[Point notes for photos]
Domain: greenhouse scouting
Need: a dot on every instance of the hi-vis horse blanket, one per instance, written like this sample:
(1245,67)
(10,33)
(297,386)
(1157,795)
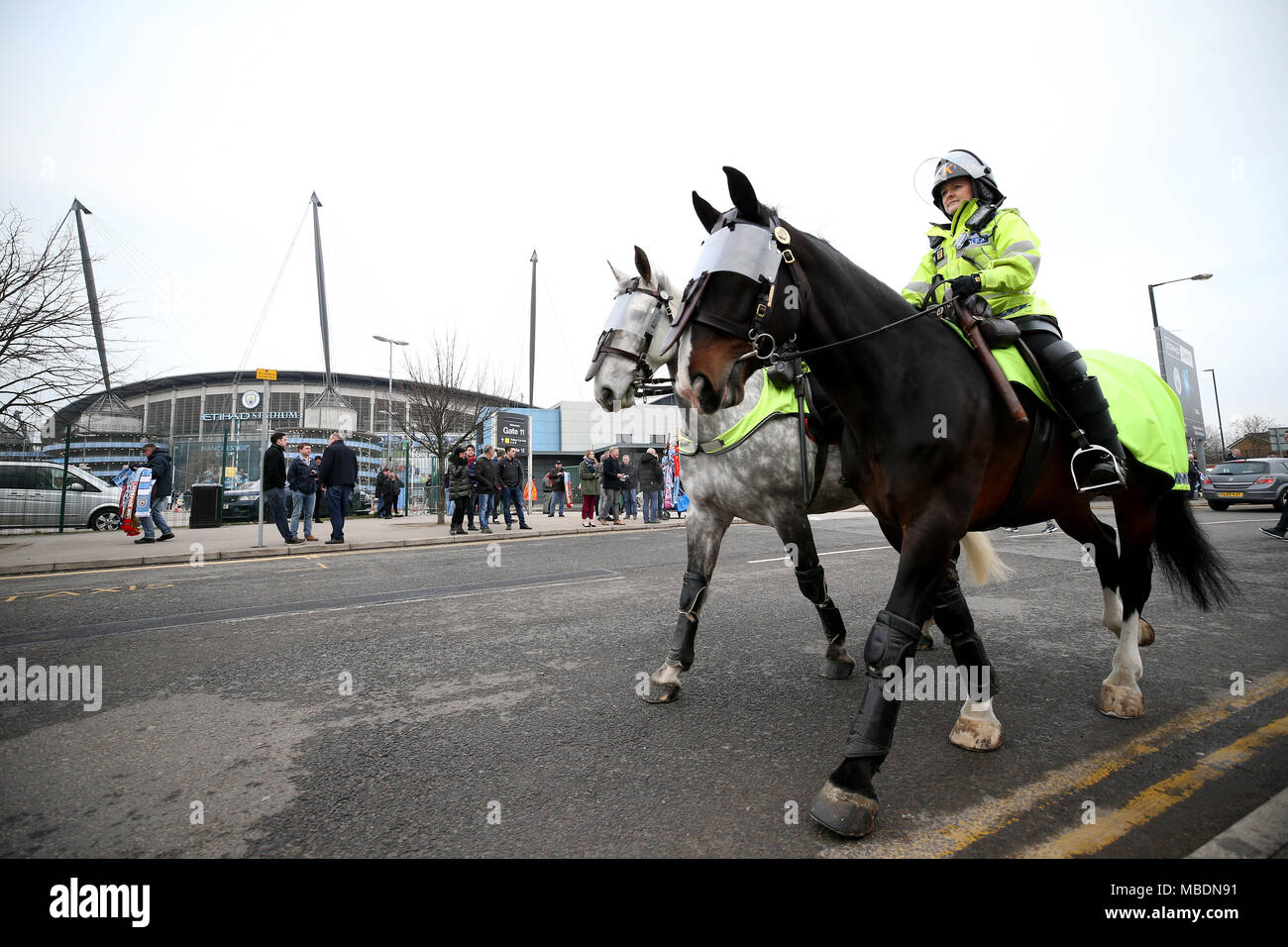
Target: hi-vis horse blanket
(1145,408)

■ The problem
Write out all of the lines above without changing anything, and leave the picture out.

■ Task response
Domain: greenhouse scouting
Need: a dot on every instance of the hi-vis horse blanket, one per instance, written like this sample:
(1245,67)
(10,33)
(297,386)
(1157,795)
Target: hi-vis horse blanket
(1145,408)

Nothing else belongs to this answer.